Task inputs:
▬▬▬

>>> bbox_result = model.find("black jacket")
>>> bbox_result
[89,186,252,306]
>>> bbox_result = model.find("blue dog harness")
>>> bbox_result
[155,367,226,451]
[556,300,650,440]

▬▬▬

What you will do:
List each line in the listing that contains the string "find". Case matters.

Solved problem:
>>> bbox_result = model.find("black jacket")
>>> bbox_result = model.find("blue dog harness")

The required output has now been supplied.